▸ **Listing**:
-- begin --
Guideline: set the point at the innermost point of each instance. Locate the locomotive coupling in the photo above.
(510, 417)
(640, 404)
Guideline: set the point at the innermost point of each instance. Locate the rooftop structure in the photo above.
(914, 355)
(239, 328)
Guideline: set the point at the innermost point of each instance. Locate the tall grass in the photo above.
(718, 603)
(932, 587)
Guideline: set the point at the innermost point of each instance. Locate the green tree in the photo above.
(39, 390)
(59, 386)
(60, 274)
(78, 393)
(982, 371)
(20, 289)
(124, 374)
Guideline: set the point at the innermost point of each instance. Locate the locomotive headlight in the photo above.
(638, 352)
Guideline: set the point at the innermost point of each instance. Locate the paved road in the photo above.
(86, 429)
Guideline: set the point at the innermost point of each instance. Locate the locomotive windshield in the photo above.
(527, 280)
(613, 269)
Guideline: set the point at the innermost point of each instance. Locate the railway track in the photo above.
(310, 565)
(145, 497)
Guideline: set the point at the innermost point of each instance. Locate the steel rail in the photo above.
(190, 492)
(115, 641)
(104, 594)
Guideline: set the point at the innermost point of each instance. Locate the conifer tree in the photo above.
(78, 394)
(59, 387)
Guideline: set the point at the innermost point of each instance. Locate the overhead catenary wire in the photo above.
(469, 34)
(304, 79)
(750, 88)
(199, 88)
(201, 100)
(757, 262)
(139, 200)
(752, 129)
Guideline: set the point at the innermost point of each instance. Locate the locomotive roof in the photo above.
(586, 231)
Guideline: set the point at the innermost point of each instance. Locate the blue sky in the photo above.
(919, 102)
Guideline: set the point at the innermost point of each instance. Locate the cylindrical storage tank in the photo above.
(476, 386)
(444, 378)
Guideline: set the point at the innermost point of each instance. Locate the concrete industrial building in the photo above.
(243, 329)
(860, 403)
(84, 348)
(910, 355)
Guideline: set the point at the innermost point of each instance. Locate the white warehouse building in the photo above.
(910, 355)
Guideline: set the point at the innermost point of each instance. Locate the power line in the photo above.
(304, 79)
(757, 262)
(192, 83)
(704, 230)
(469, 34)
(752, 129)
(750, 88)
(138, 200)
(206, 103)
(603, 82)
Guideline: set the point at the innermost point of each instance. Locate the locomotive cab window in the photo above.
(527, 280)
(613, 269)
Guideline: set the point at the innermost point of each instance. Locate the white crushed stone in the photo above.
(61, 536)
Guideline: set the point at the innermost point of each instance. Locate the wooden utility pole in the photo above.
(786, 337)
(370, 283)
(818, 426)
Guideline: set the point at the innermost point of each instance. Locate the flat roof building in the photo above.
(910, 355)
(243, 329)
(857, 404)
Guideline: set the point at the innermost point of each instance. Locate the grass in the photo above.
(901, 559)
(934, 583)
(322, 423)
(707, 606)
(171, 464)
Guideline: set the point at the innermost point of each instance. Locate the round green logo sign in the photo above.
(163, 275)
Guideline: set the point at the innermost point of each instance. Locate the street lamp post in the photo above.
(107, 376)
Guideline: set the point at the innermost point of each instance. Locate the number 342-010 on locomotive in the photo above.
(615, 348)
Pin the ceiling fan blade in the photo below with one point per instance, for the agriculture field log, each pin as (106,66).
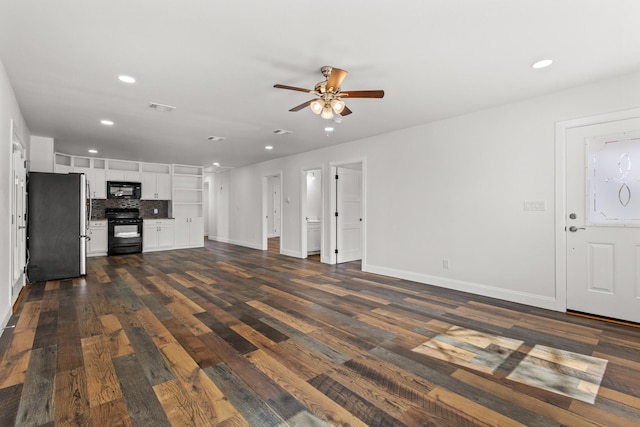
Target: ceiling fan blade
(303,105)
(335,79)
(363,93)
(299,89)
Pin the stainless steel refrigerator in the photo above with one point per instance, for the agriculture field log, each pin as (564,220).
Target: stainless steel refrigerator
(56,226)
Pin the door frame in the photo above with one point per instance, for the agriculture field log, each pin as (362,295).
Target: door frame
(265,208)
(332,259)
(561,130)
(303,211)
(16,143)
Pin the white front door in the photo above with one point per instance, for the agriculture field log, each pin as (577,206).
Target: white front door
(18,220)
(276,210)
(349,219)
(603,219)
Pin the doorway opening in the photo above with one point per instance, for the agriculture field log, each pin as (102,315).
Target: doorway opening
(596,244)
(18,216)
(348,207)
(272,213)
(312,209)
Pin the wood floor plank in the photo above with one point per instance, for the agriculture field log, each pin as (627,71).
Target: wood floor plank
(36,403)
(143,406)
(250,405)
(119,344)
(102,382)
(149,357)
(9,403)
(320,405)
(231,336)
(72,398)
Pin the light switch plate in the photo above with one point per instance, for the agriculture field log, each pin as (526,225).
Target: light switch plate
(535,205)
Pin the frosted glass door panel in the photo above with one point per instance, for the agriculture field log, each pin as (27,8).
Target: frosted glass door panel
(614,180)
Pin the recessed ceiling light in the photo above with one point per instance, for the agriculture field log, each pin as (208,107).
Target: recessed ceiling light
(216,138)
(161,107)
(542,64)
(126,79)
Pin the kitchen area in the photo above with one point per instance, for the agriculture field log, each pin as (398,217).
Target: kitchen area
(137,206)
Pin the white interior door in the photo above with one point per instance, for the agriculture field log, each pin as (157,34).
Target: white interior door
(18,219)
(276,210)
(603,219)
(349,219)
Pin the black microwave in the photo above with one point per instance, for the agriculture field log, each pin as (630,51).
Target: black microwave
(123,190)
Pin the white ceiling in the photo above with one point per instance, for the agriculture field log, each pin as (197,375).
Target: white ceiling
(217,62)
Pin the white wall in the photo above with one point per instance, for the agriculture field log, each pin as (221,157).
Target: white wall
(41,154)
(450,190)
(9,110)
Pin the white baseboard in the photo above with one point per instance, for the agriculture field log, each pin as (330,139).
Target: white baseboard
(5,320)
(252,245)
(287,252)
(540,301)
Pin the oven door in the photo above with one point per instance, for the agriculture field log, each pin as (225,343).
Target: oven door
(125,237)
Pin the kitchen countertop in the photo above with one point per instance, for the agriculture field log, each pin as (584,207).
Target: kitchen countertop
(151,217)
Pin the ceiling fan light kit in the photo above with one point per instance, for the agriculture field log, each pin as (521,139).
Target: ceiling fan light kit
(329,100)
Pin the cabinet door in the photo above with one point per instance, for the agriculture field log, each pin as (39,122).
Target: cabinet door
(149,187)
(99,184)
(196,232)
(149,237)
(115,175)
(163,186)
(98,242)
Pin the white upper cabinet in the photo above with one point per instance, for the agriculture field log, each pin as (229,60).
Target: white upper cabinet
(156,181)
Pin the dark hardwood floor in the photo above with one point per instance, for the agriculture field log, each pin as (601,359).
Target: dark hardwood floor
(230,336)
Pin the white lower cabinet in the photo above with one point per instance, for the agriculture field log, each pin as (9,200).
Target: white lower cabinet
(157,234)
(189,232)
(97,245)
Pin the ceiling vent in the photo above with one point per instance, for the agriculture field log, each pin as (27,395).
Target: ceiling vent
(161,107)
(216,138)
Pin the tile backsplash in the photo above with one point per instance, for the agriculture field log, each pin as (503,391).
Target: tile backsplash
(146,207)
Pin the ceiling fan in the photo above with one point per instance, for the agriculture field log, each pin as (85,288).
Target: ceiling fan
(329,100)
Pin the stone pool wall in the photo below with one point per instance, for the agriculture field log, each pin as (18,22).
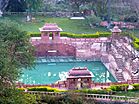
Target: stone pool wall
(59,49)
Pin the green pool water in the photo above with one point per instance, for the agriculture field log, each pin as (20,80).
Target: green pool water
(46,73)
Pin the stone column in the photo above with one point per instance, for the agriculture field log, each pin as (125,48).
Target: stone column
(53,35)
(58,34)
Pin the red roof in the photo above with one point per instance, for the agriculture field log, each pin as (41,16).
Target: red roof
(116,29)
(50,27)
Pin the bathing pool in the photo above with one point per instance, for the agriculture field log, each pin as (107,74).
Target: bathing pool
(47,73)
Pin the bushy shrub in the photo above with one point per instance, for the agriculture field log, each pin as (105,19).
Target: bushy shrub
(135,87)
(37,89)
(136,46)
(122,87)
(93,19)
(21,89)
(131,18)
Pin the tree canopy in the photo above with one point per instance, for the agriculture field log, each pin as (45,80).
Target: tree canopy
(16,52)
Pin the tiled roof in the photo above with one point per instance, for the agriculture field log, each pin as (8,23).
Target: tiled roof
(50,27)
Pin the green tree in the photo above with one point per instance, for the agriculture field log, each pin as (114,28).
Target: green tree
(32,5)
(16,52)
(78,3)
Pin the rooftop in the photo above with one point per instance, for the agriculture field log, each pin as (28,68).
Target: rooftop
(50,27)
(78,72)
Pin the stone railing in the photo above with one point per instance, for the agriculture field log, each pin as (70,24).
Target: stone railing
(53,14)
(98,97)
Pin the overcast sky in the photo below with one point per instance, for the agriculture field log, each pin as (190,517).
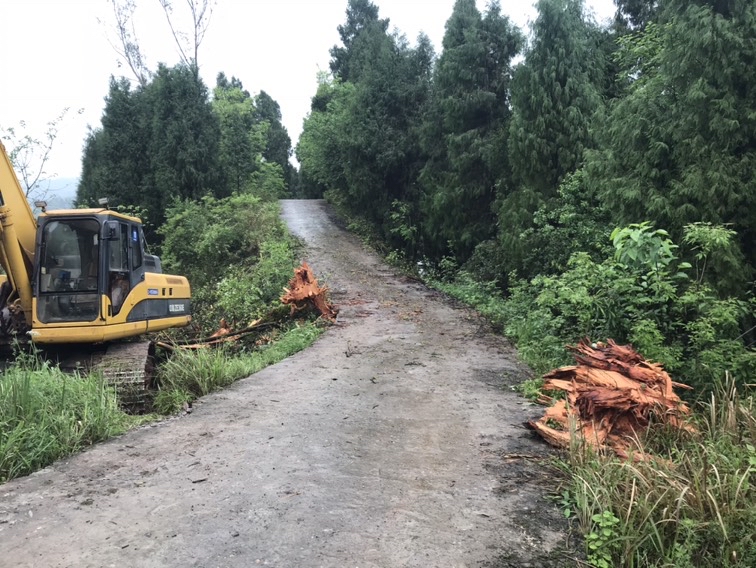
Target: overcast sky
(56,54)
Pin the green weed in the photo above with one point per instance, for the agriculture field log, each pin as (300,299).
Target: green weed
(46,414)
(188,375)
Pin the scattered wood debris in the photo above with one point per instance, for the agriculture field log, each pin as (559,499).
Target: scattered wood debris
(612,395)
(304,291)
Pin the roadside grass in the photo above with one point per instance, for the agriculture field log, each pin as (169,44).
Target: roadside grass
(692,505)
(46,414)
(188,375)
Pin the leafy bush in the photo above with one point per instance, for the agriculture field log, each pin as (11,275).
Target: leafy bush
(642,295)
(236,253)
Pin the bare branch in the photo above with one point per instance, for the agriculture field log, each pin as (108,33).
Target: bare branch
(201,12)
(129,49)
(30,155)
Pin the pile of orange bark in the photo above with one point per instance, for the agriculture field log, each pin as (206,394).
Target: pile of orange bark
(612,395)
(304,291)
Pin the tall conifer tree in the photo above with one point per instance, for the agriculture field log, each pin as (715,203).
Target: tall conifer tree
(465,129)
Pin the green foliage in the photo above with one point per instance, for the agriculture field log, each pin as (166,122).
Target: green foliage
(46,414)
(464,130)
(188,375)
(679,147)
(244,293)
(692,505)
(157,143)
(554,96)
(601,541)
(235,252)
(573,220)
(642,295)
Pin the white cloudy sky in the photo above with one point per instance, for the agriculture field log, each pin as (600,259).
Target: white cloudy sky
(54,54)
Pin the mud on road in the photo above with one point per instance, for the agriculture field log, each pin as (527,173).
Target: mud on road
(393,441)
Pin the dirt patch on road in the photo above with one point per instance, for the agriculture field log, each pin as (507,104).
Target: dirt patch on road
(393,441)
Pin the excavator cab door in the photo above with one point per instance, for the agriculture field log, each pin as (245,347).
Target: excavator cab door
(67,283)
(125,254)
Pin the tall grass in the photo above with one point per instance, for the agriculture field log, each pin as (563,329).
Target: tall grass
(693,505)
(46,414)
(188,375)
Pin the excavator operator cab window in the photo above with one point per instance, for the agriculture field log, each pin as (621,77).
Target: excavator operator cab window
(69,269)
(119,267)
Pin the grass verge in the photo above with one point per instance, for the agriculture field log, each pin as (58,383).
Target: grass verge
(46,414)
(188,375)
(694,505)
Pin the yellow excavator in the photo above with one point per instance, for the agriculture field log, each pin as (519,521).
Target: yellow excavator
(79,276)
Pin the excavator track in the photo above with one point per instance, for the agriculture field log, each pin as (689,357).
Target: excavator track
(129,368)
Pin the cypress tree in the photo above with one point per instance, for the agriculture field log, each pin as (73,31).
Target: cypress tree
(465,128)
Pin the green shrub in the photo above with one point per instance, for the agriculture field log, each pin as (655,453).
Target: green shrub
(190,374)
(46,414)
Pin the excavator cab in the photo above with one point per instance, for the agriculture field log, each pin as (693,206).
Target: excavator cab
(94,280)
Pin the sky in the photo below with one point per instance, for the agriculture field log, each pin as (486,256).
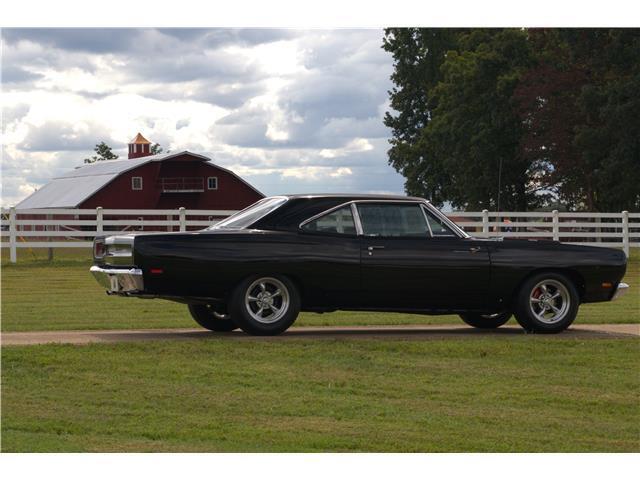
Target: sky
(291,111)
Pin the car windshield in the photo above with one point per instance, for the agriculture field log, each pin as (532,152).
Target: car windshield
(250,215)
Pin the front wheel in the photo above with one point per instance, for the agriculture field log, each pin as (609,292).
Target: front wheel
(206,316)
(487,321)
(547,303)
(265,305)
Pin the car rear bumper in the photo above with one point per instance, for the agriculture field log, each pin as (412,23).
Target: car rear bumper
(621,290)
(119,280)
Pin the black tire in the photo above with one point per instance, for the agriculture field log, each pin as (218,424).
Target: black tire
(478,320)
(276,316)
(207,317)
(555,306)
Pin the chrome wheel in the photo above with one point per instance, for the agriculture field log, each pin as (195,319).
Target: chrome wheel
(220,316)
(267,300)
(549,301)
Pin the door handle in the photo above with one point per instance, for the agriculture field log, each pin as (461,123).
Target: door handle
(371,248)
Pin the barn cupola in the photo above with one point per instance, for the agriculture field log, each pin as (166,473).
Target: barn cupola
(139,147)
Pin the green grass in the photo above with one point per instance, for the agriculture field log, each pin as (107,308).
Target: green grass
(540,394)
(61,295)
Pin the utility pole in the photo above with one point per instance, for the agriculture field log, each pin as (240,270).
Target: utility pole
(499,182)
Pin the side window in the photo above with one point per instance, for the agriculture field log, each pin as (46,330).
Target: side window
(392,220)
(438,228)
(339,221)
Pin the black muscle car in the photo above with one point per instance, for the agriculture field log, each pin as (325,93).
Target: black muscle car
(257,269)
-- end --
▸ **What needs to be done**: Reproduce the lines of the entries above exactly, but only from the line containing "Pin the barn" through the final line.

▸ **Exercise answer**:
Pin the barn cupola in the photo above with one point per instance, for the agriculture field log, each pin as (166,473).
Target: barn cupola
(139,147)
Pin the green grass in the photo above with one point per instance, for the agriculture field log, each pin as (107,308).
Target: green grass
(540,394)
(61,295)
Pin the utility pole in the photo above with one point per instance, for the agriculture field log, each pin as (240,270).
Target: utility pole
(499,182)
Pin the side window in the photo above with one point per instance, for the agriculture field log, each pin as (46,330).
Target: side window
(392,220)
(438,228)
(339,221)
Pin the black muscle car in the photo above with one point per instance, for the agriculture field log, each pin as (325,93).
Target: black muscle car
(257,269)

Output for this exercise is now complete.